** START Source records **

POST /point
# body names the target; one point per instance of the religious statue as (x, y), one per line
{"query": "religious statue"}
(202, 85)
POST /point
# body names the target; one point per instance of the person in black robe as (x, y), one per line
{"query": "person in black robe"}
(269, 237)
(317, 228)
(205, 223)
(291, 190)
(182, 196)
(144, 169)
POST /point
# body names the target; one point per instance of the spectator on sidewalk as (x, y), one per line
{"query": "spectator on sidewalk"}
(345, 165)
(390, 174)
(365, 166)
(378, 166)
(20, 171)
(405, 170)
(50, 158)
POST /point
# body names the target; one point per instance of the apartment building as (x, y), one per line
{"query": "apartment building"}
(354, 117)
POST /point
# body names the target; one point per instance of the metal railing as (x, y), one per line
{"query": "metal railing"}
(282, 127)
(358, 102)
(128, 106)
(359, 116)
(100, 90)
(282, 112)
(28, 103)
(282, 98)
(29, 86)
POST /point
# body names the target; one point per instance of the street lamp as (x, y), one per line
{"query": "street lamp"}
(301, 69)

** END Source records **
** START Source records **

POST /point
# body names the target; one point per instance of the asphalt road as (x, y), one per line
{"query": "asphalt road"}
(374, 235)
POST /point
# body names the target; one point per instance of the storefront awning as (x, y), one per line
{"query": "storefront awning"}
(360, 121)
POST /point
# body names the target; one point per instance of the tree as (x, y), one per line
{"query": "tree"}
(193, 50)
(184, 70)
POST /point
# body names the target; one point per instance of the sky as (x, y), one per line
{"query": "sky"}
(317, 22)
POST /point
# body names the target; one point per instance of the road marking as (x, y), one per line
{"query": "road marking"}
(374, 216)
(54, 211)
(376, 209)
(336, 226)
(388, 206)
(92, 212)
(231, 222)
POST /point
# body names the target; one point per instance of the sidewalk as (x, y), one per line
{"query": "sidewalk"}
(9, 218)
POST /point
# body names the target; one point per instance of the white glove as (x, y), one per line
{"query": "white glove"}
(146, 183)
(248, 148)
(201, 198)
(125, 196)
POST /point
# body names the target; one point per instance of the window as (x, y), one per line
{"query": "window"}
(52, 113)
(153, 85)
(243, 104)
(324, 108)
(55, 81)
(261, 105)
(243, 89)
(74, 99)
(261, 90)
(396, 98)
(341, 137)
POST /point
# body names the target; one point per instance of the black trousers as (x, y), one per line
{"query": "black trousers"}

** END Source records **
** START Source records **

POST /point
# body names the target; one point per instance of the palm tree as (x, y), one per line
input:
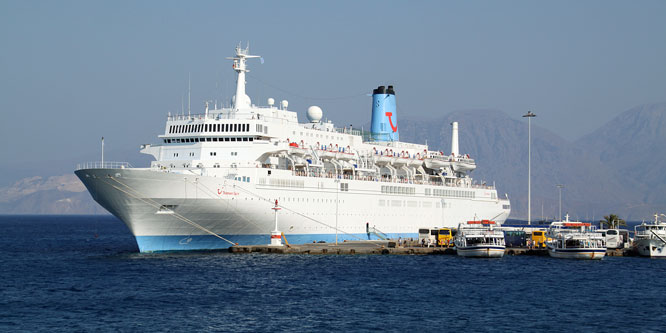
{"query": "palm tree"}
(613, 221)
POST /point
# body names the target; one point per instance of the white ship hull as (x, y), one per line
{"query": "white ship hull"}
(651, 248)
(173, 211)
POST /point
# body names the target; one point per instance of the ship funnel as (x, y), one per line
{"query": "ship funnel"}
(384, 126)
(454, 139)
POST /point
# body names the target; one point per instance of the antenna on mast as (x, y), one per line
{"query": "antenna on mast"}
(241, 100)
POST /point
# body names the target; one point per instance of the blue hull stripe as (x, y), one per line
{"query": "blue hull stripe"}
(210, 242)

** END Source records **

» **Problem to work on**
List each line in the records above that contains the string "religious". Case counts.

» **The result**
# body names the target; one point per instance of the religious statue as (x, y), one per line
{"query": "religious statue"}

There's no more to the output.